Tuesday 14 July 2020 1:35 AM UTC
LONDON July 14: The UK government on Monday laid out further details of its new points-based immigration system to come into force from January 1 next year, described as a “fairer, firmer, skills-led” regime that would treat nationals of all countries at par – a move welcomed by Indian industry.
Home Minister Priti Patel has confirmed that there will be fast-track visas for health workers coming into the country – but care staff have been left out in a move Labour branded ‘disgusting’ and evidence ministers had ‘learned nothing’ from the coronavirus crisis.
The new immigration system is designed to cut the number of low-skilled migrants entering Britain from the beginning of next year, but aims to make it easier for higher-skilled workers to get UK visas.
People who want to live and work in the UK will need to gain 70 points to be eligible to apply for a visa.
Points will be awarded for key requirements like being able to speak English to a certain level, having a job offer from an approved employer, and meeting a minimum salary threshold.
A health and care visa will provide a route for key health professionals to work in the UK.
However, it will not include care workers, sparking anger from Labour.
Shadow home secretary Nick Thomas-Symonds said: ‘What does this Government have against care workers?
‘The latest papers on the proposed immigration system confirm that the Tories do not consider carers as skilled workers.

(Work order): Continue the news article on the UK's points-based immigration system from where it stops.

(Stored data):
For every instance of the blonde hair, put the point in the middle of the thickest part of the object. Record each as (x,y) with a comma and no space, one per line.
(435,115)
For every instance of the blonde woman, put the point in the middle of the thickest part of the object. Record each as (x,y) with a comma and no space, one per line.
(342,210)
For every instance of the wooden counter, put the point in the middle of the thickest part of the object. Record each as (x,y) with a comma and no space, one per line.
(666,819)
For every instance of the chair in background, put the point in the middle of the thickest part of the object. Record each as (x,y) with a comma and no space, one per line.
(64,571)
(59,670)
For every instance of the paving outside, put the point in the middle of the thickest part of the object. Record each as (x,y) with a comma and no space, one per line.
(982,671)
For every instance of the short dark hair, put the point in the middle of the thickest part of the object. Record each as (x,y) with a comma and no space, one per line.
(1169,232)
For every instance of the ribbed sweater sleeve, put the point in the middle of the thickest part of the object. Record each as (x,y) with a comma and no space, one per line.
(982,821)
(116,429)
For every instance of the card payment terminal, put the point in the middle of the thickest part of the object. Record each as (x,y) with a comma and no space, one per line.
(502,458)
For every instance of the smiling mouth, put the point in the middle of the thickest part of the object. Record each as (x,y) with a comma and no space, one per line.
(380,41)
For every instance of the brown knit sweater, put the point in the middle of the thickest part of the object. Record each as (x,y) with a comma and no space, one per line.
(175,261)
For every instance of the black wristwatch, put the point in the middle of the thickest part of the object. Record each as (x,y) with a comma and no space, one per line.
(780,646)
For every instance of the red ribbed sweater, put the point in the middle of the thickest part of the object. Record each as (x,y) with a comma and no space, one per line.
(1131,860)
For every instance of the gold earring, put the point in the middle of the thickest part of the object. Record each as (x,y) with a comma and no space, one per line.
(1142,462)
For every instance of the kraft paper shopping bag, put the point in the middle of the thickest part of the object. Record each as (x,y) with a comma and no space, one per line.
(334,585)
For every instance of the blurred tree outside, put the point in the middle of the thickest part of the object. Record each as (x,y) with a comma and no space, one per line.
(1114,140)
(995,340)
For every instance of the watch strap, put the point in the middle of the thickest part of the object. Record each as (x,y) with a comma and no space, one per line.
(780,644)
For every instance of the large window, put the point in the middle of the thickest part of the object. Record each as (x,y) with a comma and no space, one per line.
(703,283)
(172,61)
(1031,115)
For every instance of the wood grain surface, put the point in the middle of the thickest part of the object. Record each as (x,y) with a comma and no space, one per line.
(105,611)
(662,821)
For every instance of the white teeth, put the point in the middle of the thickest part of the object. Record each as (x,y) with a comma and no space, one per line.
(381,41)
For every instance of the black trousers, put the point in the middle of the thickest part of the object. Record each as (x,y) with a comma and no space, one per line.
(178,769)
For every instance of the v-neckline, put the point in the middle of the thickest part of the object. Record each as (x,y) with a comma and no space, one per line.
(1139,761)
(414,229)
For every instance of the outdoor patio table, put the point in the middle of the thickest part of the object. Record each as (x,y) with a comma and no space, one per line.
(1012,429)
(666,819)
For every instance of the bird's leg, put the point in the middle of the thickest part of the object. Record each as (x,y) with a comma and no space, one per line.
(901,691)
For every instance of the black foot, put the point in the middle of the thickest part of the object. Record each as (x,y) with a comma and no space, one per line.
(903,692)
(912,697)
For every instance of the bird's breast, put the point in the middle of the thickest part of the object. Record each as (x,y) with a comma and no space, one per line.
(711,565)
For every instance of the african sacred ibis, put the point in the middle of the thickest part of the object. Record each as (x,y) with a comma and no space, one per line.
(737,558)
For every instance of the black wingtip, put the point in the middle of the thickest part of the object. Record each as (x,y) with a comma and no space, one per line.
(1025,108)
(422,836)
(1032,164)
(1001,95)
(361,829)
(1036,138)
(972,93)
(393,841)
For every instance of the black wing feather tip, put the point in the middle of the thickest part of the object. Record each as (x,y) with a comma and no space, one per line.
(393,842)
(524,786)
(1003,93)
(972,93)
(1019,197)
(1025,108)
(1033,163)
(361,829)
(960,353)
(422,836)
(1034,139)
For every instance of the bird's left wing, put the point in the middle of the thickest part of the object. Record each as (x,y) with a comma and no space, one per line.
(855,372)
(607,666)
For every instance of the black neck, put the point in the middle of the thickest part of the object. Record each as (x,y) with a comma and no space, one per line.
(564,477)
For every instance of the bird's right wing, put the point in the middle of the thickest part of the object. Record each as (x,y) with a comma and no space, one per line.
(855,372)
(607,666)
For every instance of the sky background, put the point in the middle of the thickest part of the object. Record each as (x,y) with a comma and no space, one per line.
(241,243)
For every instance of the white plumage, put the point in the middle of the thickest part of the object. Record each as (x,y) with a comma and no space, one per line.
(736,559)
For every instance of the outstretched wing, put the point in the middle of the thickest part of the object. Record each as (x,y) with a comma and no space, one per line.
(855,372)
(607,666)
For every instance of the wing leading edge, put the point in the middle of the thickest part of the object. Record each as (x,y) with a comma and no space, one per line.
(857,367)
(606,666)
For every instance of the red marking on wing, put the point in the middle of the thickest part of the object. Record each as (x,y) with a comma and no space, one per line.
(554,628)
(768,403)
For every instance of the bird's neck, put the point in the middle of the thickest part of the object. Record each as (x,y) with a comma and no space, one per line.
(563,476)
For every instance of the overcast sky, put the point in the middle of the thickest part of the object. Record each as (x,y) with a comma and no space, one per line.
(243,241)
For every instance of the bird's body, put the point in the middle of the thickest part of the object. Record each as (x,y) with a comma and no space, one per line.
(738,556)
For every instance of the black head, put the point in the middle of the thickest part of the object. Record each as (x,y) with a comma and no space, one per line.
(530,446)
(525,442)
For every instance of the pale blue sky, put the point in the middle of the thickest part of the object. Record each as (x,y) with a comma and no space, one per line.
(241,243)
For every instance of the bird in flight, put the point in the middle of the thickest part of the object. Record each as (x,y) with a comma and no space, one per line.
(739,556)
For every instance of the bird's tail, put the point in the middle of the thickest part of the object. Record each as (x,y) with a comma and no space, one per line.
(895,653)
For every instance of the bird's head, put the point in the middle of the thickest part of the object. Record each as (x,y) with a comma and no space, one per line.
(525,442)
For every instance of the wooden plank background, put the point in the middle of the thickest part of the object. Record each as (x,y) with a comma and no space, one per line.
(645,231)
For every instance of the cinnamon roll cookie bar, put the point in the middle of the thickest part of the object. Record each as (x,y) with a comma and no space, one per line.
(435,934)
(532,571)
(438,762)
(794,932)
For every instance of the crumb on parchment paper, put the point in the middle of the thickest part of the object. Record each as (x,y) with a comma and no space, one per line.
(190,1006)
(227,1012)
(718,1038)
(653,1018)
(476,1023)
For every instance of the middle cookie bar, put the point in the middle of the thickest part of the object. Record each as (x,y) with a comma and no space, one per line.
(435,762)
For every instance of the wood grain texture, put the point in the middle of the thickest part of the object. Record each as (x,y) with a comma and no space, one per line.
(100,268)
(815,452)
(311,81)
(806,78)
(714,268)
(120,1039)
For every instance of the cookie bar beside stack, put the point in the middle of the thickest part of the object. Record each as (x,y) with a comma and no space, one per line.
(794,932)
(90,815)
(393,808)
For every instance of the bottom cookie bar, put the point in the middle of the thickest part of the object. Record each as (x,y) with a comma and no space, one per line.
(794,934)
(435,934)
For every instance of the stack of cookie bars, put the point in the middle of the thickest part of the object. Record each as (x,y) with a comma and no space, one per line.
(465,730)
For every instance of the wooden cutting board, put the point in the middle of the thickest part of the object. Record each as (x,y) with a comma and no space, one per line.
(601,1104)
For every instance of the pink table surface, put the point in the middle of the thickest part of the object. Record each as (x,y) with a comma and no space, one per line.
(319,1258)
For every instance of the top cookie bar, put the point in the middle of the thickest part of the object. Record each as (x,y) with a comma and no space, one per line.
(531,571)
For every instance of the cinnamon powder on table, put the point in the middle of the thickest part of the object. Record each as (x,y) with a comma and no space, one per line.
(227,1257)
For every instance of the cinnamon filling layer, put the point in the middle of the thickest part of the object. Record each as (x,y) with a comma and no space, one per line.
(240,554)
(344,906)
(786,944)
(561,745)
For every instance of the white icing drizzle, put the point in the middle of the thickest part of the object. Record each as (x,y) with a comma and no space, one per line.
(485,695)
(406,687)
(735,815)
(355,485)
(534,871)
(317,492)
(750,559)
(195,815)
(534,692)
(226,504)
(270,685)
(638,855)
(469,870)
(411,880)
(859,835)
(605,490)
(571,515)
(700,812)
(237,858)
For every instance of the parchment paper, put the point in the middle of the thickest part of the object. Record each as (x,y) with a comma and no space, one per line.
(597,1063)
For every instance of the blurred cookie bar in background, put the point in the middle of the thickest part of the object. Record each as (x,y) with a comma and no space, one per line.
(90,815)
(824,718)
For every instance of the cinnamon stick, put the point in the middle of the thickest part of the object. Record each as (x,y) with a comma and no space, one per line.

(Output below):
‘Have they learned nothing from this crisis? We will be seeking urgent clarification on this.’
Rehana Azam, national secretary of trade union GMB, said: ‘The Government’s new immigration rules are descending into an embarrassing shambles and make no consideration or acknowledgement of the vital job care workers have been doing these past few months.’
She said care homes relied on hundreds of thousands of workers from outside Europe, adding: ‘Demand on health and social care is increasing every day and the pandemic has shown just how vital these workers are, yet the Government seems intent on branding them as low-skilled and exacerbating the crisis by creating new barriers.’
But Downing Street said: ‘We want employers to invest more in training and development for care workers in this country.
‘On care workers specifically, our independent migration advisers have said that immigration is not the sole answer here, which is why we have provided councils with an additional £1.5billion of funding for social care in 2021-22, as well as launching a new recruitment campaign.’
‘We will be introducing a new-fast track health and care visa. This will make it easier and quicker for talented global health professionals to work in our brilliant NHS and in eligible occupations in the social care sector.
The visa fee will be reduced and health professionals applying can expect a decision on whether they can work in the UK within just three weeks, following biometric enrolment.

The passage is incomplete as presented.